■ **YOUR ASSIGNMENT**
Write out the records once more, exactly, and keep any image out.

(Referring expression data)
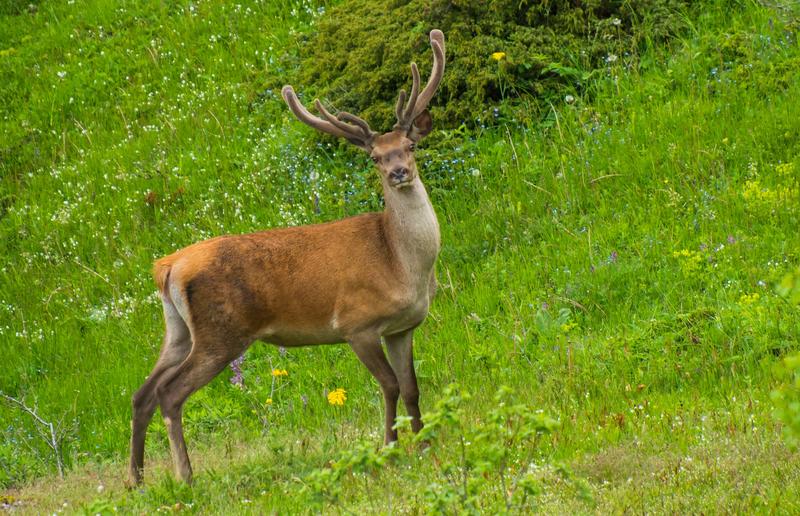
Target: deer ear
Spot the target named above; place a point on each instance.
(421, 127)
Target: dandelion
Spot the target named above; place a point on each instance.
(337, 397)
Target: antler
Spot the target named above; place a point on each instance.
(418, 102)
(357, 131)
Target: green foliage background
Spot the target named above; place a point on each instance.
(611, 257)
(358, 57)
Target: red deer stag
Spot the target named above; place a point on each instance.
(354, 280)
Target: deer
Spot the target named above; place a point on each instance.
(358, 280)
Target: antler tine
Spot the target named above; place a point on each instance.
(398, 108)
(360, 122)
(437, 45)
(307, 118)
(407, 120)
(331, 125)
(349, 129)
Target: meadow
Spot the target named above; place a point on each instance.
(608, 328)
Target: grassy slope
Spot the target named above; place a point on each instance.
(633, 214)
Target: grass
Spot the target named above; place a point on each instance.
(613, 264)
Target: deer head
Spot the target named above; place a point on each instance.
(392, 152)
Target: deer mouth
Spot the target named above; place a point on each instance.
(402, 183)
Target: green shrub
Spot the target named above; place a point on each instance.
(497, 49)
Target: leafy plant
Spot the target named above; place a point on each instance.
(526, 50)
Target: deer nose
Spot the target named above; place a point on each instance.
(399, 174)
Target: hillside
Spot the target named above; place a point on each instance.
(612, 259)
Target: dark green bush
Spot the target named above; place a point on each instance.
(358, 59)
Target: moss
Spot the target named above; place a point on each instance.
(358, 58)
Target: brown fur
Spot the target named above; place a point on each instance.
(358, 280)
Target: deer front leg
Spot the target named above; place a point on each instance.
(369, 351)
(199, 368)
(401, 356)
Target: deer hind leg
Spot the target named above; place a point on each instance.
(206, 360)
(401, 356)
(369, 351)
(176, 347)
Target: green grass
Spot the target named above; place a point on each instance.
(613, 264)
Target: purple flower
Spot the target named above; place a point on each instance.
(236, 367)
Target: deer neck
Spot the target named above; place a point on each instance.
(412, 229)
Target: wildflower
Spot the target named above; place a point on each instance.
(236, 367)
(749, 299)
(337, 397)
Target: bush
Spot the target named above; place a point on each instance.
(496, 49)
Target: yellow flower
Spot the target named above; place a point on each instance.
(337, 397)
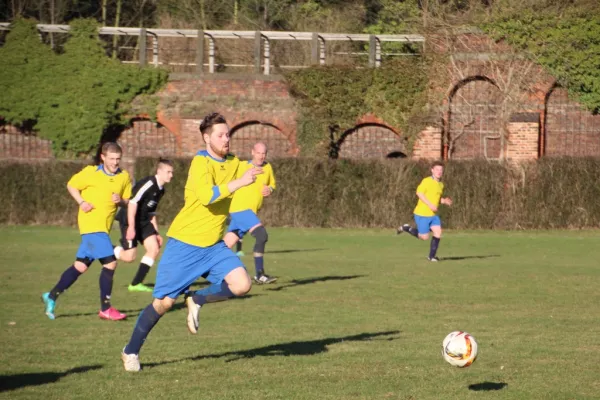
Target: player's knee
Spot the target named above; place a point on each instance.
(238, 282)
(80, 266)
(241, 287)
(163, 305)
(261, 236)
(128, 255)
(152, 252)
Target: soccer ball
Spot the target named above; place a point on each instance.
(459, 349)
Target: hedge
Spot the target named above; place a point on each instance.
(548, 194)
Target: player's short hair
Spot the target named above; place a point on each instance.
(111, 147)
(164, 161)
(210, 120)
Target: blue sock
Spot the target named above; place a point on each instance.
(106, 278)
(144, 324)
(435, 242)
(66, 280)
(213, 293)
(259, 265)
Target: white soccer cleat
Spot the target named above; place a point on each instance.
(131, 362)
(193, 314)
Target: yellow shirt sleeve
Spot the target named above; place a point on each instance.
(126, 192)
(201, 183)
(81, 180)
(271, 183)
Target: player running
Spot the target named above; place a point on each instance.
(138, 223)
(430, 197)
(194, 247)
(244, 209)
(98, 189)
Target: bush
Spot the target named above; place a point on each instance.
(552, 193)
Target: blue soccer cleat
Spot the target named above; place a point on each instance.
(50, 304)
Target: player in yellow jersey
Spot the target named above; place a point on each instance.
(98, 190)
(244, 207)
(430, 197)
(195, 247)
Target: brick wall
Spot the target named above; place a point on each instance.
(372, 141)
(16, 144)
(428, 145)
(523, 141)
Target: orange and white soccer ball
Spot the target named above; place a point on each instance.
(459, 349)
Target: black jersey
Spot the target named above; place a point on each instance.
(146, 194)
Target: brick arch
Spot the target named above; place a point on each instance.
(370, 140)
(473, 124)
(568, 129)
(245, 134)
(144, 138)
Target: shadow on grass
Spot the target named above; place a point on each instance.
(12, 382)
(306, 348)
(293, 251)
(131, 313)
(467, 257)
(300, 282)
(487, 386)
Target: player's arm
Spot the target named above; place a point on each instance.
(154, 223)
(122, 199)
(76, 184)
(202, 185)
(425, 200)
(269, 188)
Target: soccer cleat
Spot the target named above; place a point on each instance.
(50, 304)
(140, 287)
(131, 362)
(193, 315)
(112, 314)
(264, 279)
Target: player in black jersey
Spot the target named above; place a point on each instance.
(138, 223)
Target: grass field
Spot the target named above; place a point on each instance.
(356, 314)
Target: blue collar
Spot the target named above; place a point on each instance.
(205, 153)
(101, 168)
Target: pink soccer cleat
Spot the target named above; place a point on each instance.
(112, 314)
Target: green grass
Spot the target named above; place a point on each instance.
(356, 314)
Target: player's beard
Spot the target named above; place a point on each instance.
(221, 152)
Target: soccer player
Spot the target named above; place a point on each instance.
(138, 223)
(430, 197)
(194, 247)
(244, 207)
(98, 190)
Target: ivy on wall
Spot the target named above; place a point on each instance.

■ **RESPONSE FOR THIS EXERCISE**
Target: deer ear
Spot the target named above; place a point on each instance.
(421, 127)
Target: dandelion
Spot the target named above; place a point on each instance.
(337, 397)
Target: antler
Spot the target named above; place a point on each instance.
(418, 102)
(357, 131)
Target: green foliage background
Spot the target named above; place a point on each instance.
(611, 257)
(358, 57)
Target: red deer stag
Spot the target named above; place a point on each instance.
(354, 280)
Target: deer
Spot the target named above; place a point on each instance.
(358, 280)
Target: antler tine
Spot the target named above; place a point on each instance.
(398, 108)
(360, 122)
(437, 45)
(307, 118)
(407, 120)
(331, 125)
(349, 129)
Target: meadow
Spot the target named above; place a point on each instance.
(608, 328)
Target: grassy slope
Spot the target named above; place a point on each instance.
(633, 214)
Target: grass
Spot the target named above; place a point on each instance.
(613, 264)
Target: deer head
Spot the target named above; place a point on each instance.
(392, 152)
Target: deer mouth
Spot the target named above; place a point on each instance.
(402, 183)
Target: green shrub
Spot the target named above; place a point on each instance.
(497, 49)
Target: leafy plant
Spot the target named above; place a point on each instance.
(526, 50)
Target: deer nose
Spot the target named above; place a point on each instance.
(399, 174)
Target: hillside
Spot the target named above; place a point on each instance.
(612, 259)
Target: dark green bush
Spot the target named above; place a point on each instance.
(358, 59)
Target: moss
Spot the target named above; place a point on each instance.
(358, 58)
Target: brown fur
Spot the target named above; place a point on each instance.
(358, 280)
Target: deer front leg
Spot the target named above; place a point on each instance.
(369, 351)
(199, 368)
(401, 356)
Target: deer hind leg
Spot the target named above; place a point on each instance.
(206, 360)
(401, 356)
(369, 351)
(176, 347)
Target: green grass
Spot the target named above; place a point on each instance.
(613, 264)
Target: purple flower
Spot the target named above; place a point on each instance.
(236, 367)
Target: deer neck
Spot the target named above; place a point on each instance.
(412, 229)
Target: wildflower
Spot the target named above; place a point on each instance.
(236, 367)
(749, 299)
(337, 397)
Target: bush
Spot the target named above; place a point on each instance.
(496, 49)
Target: yellow flower
Spot the target named above; place a point on each instance.
(337, 397)
Target: player's knee
Spot the target named above; place a point on each instance.
(238, 282)
(80, 266)
(241, 287)
(163, 305)
(261, 236)
(128, 255)
(152, 252)
Target: soccer ball
Spot the target named above; place a point on each instance.
(459, 349)
Target: hedge
Spot the target named above; place a point on each instance.
(548, 194)
Target: player's short hair
Spot the target named above; place a point on each instance.
(111, 147)
(164, 161)
(210, 120)
Target: blue sock
Spot the target named above; place a point on each instance.
(106, 278)
(144, 324)
(435, 242)
(66, 280)
(213, 293)
(259, 265)
Target: white soccer cleat
Spot the target named above; place a point on each instance.
(131, 362)
(193, 314)
Target: yellow shirt sleeve
Spot the target named above; place a point on each instance.
(126, 192)
(201, 183)
(81, 180)
(271, 183)
Target: player running
Spot the target named above; place a point on each instance.
(138, 223)
(430, 197)
(194, 247)
(244, 209)
(98, 189)
Target: bush
Spot the target named above; place a point on each instance.
(552, 193)
Target: blue soccer cleat
Spot the target named above; place a point on each instance.
(50, 304)
Target: player in yellow jersey
Spot the target named above; place a point on each instance.
(98, 190)
(244, 207)
(430, 197)
(195, 247)
Target: brick wall
Spot the target named above; place a point on each instance.
(372, 141)
(16, 144)
(428, 145)
(523, 141)
Target: orange and white soccer ball
Spot the target named above; place a point on each instance.
(459, 349)
Target: black jersey
Spot the target named above; place a point on each instance.
(146, 194)
Target: brick arch
Spot the target named above; place a point on each instance.
(370, 140)
(473, 124)
(568, 129)
(245, 134)
(144, 138)
Target: shadow on grass
Spot the target named above; place a point on each instance.
(12, 382)
(306, 348)
(293, 251)
(131, 313)
(467, 257)
(300, 282)
(487, 386)
Target: player's arm
Spot the target named above; place a point on each instance.
(154, 223)
(122, 199)
(76, 184)
(202, 185)
(425, 200)
(269, 188)
Target: soccer cleat
Spot the target named above; place a point on each instance.
(50, 304)
(140, 287)
(131, 362)
(193, 315)
(112, 314)
(264, 279)
Target: player in black jersey
Spot the target named above; place a point on each instance.
(138, 223)
Target: grass field
Spot the target named above; place a point on each instance.
(356, 314)
Target: blue collar
Spot the target named above; place a point on each instance.
(205, 153)
(101, 168)
Target: pink soccer cleat
Spot the target named above; place a point on each instance.
(112, 314)
Target: green grass
Spot the target named above; place a point on each instance.
(356, 314)
Target: player's beard
Spot the target named above; place a point on each instance.
(221, 152)
Target: soccer player
Spot the target named above; place a point on each instance.
(138, 223)
(430, 197)
(194, 247)
(244, 207)
(98, 190)
Target: ivy on wall
Spot the target named above; place a point on each instance.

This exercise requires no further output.